▶ **Required task 1**: Rewrite the stretch of the listing from the line containing "Q: For each instance of the light" through the end of the listing, requests included. Shift every coordinate in the answers by adding 115 to each number.

--- start Text shown ---

# Ultrabook for LR?



## drogos (May 25, 2012)

I am looking at 13.3 Ultrabooks, hopefully one with SSD. I was wondering if anyone uses Ultrabook for lightroom. I wouldn't edit pictures obviously. It would be used primarly for playing slideshows during meeting with customers and occasional picture culling while on the train. I am primarly concerend with performance of Intel's mobile processors. Any input highly appreciated.


----------



## Replytoken (May 28, 2012)

Are you working within a defined budget?  If not, then your choices may be expanded to include some machines with faster processors.  Many of the newer "ultrabooks" are minimally running with i5 processors, so if you found a machine with at least 4GB of RAM, you might be happy with the performance if you are doing light-duty work.  Remember, there are a number of programs that work well with LR that require minimal processing requirements.  FastStone is a great program for quick reviews and culling prior to importing images into a LR catalog.  And ImageIngester can handle some file conversion and renaming outside of LR as well.

--- end Text shown ---
--- start Dataset ---

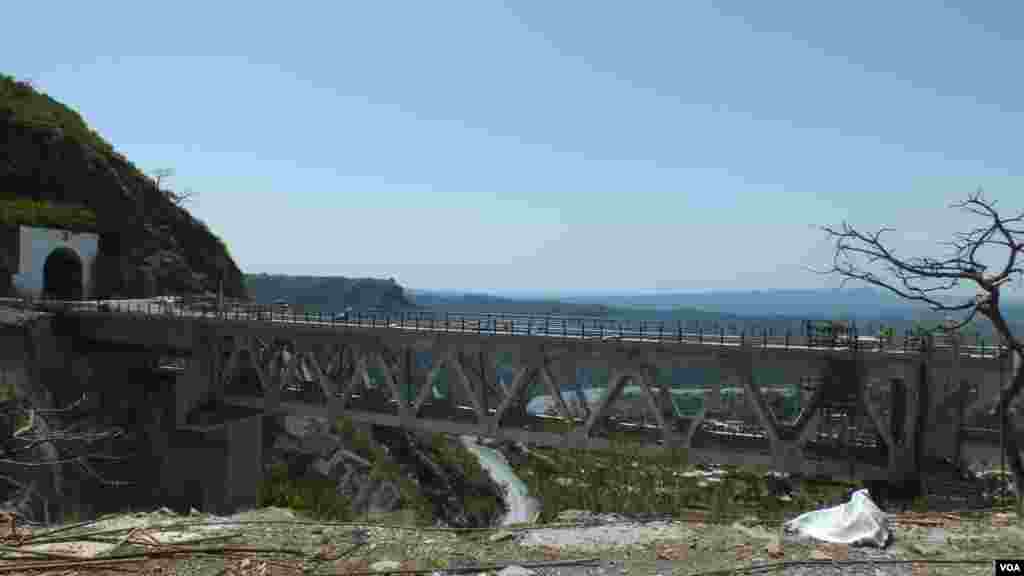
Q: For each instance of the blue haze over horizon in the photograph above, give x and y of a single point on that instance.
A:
(569, 147)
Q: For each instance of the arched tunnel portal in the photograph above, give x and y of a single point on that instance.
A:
(62, 274)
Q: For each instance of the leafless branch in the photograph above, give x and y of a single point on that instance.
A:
(867, 258)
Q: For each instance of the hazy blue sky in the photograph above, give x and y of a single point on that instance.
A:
(547, 145)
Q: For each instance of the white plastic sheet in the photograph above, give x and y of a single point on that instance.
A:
(858, 522)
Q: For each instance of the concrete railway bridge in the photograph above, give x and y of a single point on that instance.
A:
(855, 408)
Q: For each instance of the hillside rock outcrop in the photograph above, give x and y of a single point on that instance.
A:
(148, 244)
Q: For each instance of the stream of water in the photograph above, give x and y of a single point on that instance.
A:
(522, 506)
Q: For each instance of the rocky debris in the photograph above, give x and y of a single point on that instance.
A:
(148, 244)
(603, 537)
(308, 447)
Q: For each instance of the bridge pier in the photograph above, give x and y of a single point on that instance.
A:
(554, 364)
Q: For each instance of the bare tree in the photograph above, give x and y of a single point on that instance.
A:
(867, 257)
(37, 443)
(178, 198)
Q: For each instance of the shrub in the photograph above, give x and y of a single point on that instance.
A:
(315, 496)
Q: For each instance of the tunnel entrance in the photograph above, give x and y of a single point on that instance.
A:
(62, 275)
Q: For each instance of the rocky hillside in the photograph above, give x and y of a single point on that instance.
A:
(148, 244)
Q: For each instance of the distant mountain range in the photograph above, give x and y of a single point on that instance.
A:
(776, 311)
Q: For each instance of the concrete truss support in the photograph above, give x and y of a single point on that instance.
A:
(396, 376)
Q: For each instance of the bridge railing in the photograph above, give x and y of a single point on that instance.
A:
(568, 327)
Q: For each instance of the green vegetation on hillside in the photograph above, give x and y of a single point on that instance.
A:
(57, 172)
(22, 104)
(25, 211)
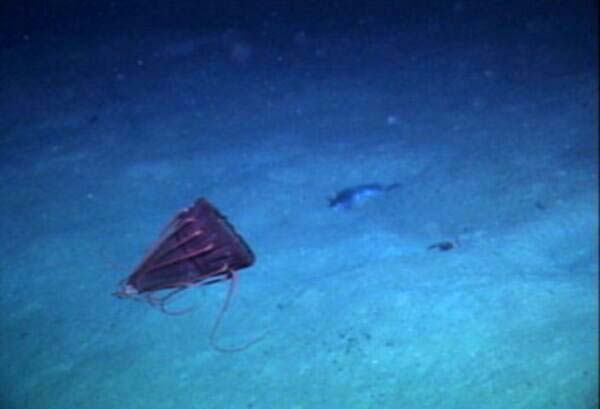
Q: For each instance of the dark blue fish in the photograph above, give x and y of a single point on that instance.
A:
(353, 196)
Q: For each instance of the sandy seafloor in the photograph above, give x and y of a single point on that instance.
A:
(492, 138)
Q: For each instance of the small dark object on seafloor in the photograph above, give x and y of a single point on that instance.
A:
(198, 247)
(443, 246)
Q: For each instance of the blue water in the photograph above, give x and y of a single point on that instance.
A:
(113, 117)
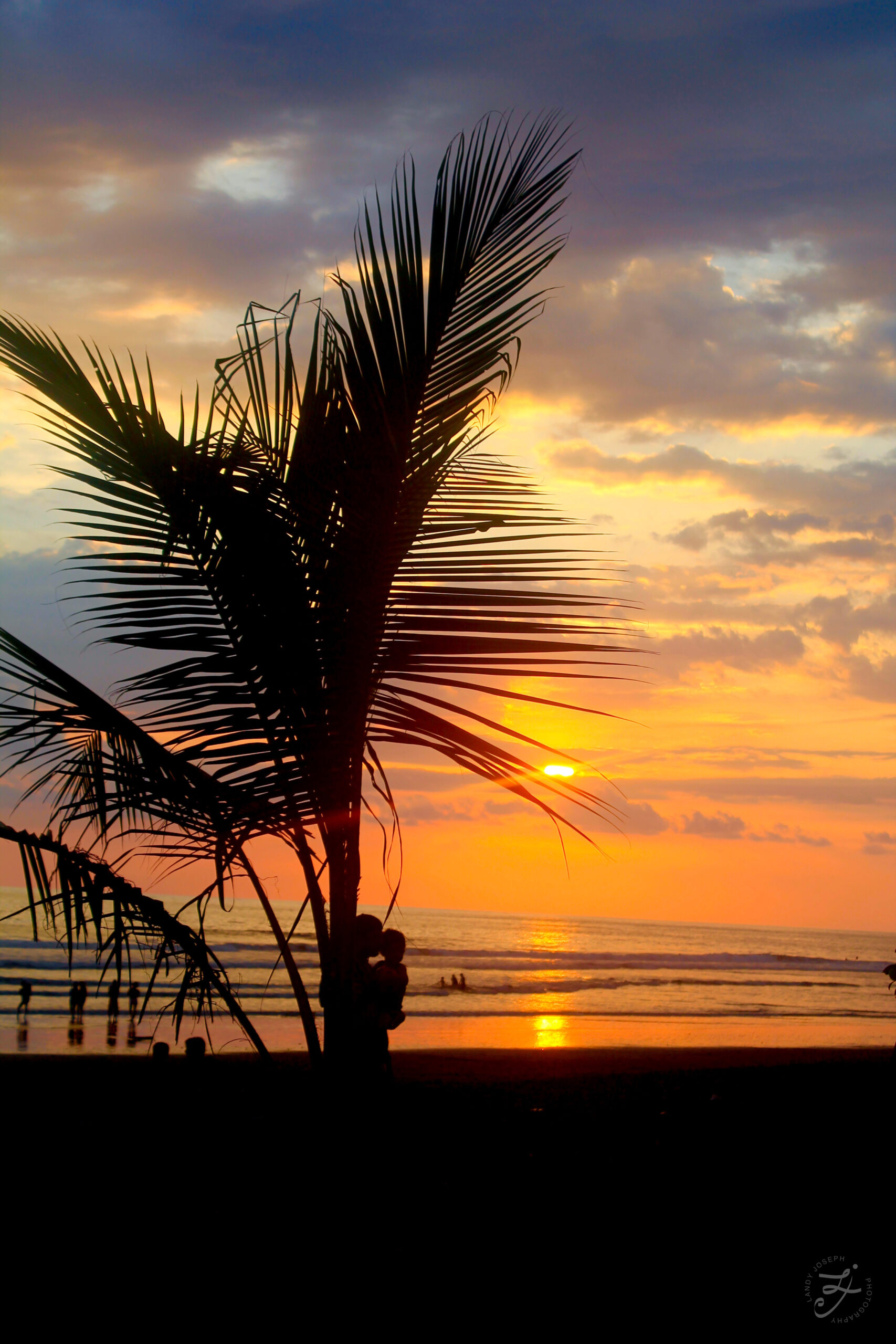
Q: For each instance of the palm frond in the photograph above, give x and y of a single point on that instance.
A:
(127, 924)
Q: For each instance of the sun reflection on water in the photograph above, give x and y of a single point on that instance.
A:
(551, 1033)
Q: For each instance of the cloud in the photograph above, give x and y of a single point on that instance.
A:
(832, 791)
(772, 648)
(873, 682)
(785, 835)
(641, 820)
(880, 843)
(675, 344)
(864, 487)
(722, 827)
(840, 623)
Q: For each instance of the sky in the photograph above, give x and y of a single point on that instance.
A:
(711, 386)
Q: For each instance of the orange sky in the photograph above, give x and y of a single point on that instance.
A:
(711, 387)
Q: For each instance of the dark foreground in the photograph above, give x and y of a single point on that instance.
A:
(739, 1167)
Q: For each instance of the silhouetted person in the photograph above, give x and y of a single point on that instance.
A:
(390, 978)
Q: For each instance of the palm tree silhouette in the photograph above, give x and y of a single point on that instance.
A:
(324, 569)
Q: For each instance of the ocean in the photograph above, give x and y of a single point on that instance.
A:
(530, 982)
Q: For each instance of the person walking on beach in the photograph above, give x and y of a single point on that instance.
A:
(390, 978)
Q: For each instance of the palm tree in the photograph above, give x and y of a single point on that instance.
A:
(324, 570)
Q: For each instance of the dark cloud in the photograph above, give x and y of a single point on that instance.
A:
(873, 682)
(164, 163)
(664, 338)
(722, 827)
(832, 791)
(866, 487)
(730, 648)
(641, 820)
(785, 835)
(840, 623)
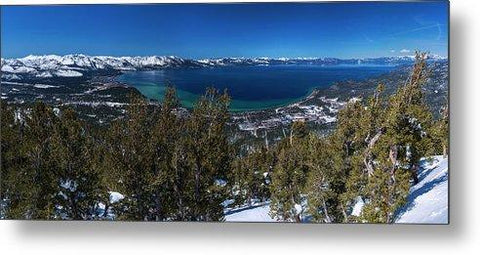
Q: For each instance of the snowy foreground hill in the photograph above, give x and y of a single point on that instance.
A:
(428, 199)
(427, 202)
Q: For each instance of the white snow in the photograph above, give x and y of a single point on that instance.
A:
(250, 214)
(428, 199)
(115, 197)
(357, 208)
(68, 73)
(44, 86)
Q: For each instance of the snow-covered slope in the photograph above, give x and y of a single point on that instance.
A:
(76, 65)
(259, 213)
(428, 199)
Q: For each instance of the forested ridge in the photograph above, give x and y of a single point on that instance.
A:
(172, 166)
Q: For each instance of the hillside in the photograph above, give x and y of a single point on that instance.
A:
(428, 199)
(427, 202)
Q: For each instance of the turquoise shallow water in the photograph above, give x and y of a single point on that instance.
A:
(251, 87)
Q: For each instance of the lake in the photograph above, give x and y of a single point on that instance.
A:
(251, 87)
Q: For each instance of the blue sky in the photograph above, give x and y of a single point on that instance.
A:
(341, 30)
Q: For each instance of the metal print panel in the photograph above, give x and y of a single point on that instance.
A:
(318, 112)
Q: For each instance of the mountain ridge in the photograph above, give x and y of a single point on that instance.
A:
(78, 65)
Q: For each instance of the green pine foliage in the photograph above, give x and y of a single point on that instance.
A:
(174, 165)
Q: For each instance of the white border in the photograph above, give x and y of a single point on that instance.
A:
(460, 237)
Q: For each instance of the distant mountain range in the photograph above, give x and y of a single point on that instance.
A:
(78, 65)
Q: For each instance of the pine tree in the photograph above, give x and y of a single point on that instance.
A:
(11, 159)
(130, 156)
(79, 183)
(289, 178)
(36, 181)
(209, 154)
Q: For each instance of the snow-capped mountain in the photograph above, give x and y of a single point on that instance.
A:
(78, 65)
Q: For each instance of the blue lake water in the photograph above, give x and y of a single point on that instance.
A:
(251, 87)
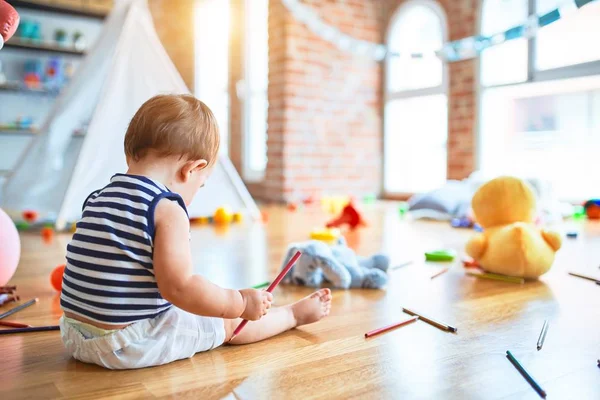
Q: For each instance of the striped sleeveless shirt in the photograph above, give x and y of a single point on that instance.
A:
(109, 276)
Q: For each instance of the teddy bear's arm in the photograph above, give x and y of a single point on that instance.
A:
(476, 246)
(552, 238)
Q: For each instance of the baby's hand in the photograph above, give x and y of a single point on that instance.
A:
(257, 303)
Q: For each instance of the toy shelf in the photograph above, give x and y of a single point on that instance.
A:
(16, 87)
(78, 12)
(16, 43)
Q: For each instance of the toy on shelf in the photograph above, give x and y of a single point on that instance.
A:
(350, 216)
(592, 209)
(10, 248)
(54, 77)
(328, 235)
(336, 265)
(33, 72)
(511, 244)
(222, 216)
(29, 30)
(56, 277)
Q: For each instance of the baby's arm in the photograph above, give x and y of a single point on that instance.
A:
(178, 284)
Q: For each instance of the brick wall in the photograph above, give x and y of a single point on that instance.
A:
(174, 23)
(325, 119)
(325, 105)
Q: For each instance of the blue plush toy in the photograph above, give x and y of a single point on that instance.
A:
(336, 266)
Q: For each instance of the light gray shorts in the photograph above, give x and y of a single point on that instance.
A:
(173, 335)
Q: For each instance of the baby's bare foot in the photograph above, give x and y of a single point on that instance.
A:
(312, 308)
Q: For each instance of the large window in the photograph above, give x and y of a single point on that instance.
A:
(540, 98)
(254, 93)
(212, 61)
(415, 101)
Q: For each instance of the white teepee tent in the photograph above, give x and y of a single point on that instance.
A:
(126, 67)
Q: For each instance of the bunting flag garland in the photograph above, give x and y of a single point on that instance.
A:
(457, 50)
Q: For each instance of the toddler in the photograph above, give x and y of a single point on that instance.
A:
(129, 296)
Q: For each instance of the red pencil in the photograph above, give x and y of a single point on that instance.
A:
(389, 327)
(272, 286)
(14, 324)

--- end Dataset ---

▶ **Required task 2**: Name every software program mentioned in the Ultrabook thread.

▶ **Response 1**:
Q: For each instance of the light gray shorts in the photograph above, give x and y of a single point on that instance.
A:
(288, 450)
Q: For each instance of the baby's bare foot in the photograph above, give x and y of a single point on that instance.
A:
(427, 423)
Q: For each instance of the large window in the photograph above, give x and y of a single point on that instance.
A:
(655, 213)
(369, 208)
(327, 176)
(530, 216)
Q: For each instance of the white teepee tent in the photograph above, give x and y of a single point on that instance.
A:
(241, 182)
Q: For each instance of the bunting flag garland in the photograph above, give x and y of a single point on that instance.
A:
(572, 165)
Q: For each instance of the toddler in the photograph above, give x and y of a single point on that instance.
A:
(244, 411)
Q: For each instance of the red pencil in the photograph above, give x and y of a single point on that instance.
A:
(504, 442)
(387, 401)
(129, 439)

▶ **Response 2**: Lightroom (LR), FastStone, ImageIngester